● Text passage:
━━━━━━━━━━━━━━━━━━━━━━━━━━━━━━

A handful of breweries are already planning to close, with many more unsure they will make it through the next few weeks or next few months, as beer drinkers continue to stay home in a widespread effort to slow down the COVID-19 pandemic.
Those are among the findings from the most recent survey conducted by the Brewers Association, the trade group that represents the country’s independent breweries. The survey received 455 responses from breweries in 49 states. BA Economist Bart Watson presented the findings on the group’s website this morning.
Much hinges on how long stay-at-home orders and other social distancing will last—or more specifically, on how long bars, restaurants, and taprooms will need to remain closed. Until then, draft beer is in hibernation, and many smaller taproom-focused breweries and brewpubs have lost massive chunks of their sales and had to furlough or lay off workers.
“A majority of breweries do not think their business can last three months given current conditions, suggesting thousands of closings,” Watson says.
“The results show a sharp drop in craft category sales, massive furloughs or layoffs, and the high likelihood of large numbers of brewery closings without a swift end to social-distance measures—which looks increasingly unlikely—or rapid government support for small brewers and hospitality more broadly,” Watson says in the update.
Among the survey’s findings:
- Respondents report an average drop in sales of 66 percent, with the majority seeing drops of more than 70 percent.
- Packaged distributed volume is up on average about 9.4 percent, as many people stock up on stay-at-home beer. Generally, any such gains are small compared to the near-total loss of draft beer. “So, while there likely is a bump for the overall category in off-premise, this isn’t helping the smallest micros, taprooms, and brewpubs that much, since much of the bump is concentrated in bigger retailers and larger package sizes,” Watson says.
- Based on survey responses and sales data, Watson estimates that off-premise sales are down 23 to 29 percent.
- Respondents have laid off and/or furloughed more than 65 percent of their total staff. That includes 54 percent of full-time staff, compared to 80 percent of part-time staff.
- About 46 percent of respondents say their breweries can last another one to three months, but no longer. About 13 percent say they have no more than four weeks, while 2.5 percent of respondents say they are already planning to close. That suggests the potential closure of more than 3,700 breweries if social-distancing measures must continue for three months, barring additional government support.

━━━━━━━━━━━━━━━━━━━━━━━━━━━━━━

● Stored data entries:

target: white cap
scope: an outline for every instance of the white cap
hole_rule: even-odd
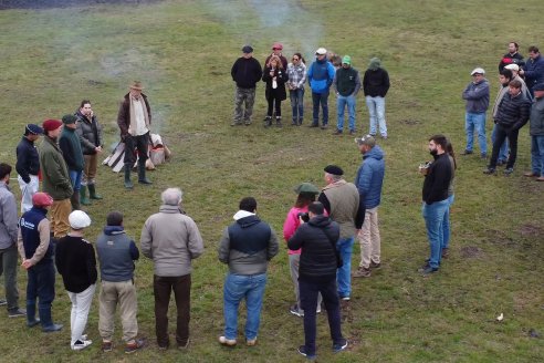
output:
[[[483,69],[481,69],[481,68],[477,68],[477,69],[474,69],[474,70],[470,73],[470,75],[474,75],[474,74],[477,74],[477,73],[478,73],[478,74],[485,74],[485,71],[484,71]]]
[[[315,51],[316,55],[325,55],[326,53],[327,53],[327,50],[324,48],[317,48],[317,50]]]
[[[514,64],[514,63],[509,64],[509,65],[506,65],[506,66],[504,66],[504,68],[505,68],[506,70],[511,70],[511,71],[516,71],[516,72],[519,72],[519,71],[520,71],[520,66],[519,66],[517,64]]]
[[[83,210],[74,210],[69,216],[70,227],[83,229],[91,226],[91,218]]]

━━━━━━━━━━━━━━━━━━━━━━━━━━━━━━

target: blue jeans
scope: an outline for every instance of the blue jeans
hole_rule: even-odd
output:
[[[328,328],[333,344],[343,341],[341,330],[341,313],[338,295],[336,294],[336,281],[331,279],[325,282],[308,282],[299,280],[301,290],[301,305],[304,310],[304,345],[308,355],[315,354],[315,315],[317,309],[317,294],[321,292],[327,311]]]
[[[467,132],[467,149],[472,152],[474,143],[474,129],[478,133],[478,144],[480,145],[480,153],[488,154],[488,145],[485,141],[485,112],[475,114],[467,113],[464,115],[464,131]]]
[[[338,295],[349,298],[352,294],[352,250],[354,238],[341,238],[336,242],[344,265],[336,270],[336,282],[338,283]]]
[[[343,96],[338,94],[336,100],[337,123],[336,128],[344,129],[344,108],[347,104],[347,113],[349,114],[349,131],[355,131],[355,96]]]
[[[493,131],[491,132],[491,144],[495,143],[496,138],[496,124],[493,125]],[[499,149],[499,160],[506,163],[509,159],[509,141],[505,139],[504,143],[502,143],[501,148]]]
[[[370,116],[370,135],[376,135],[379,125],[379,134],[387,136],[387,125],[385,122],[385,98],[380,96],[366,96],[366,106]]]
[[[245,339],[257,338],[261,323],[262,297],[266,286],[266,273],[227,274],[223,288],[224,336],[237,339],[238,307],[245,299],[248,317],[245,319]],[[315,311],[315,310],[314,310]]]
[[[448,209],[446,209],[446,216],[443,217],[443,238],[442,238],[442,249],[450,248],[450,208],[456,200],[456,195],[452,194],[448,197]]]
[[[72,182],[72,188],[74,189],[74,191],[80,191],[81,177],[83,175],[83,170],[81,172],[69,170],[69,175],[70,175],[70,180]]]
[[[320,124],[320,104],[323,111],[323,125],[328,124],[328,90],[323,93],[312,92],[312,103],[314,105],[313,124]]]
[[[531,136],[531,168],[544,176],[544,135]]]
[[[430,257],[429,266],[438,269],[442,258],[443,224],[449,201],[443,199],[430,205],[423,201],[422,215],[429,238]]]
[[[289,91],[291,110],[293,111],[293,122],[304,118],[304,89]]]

━━━━━━━━━━━━━━━━━━━━━━━━━━━━━━

● What is required:
According to the text on the brewery survey, which kinds of places will need to remain closed?

● Response area:
Bars, restaurants, and taprooms.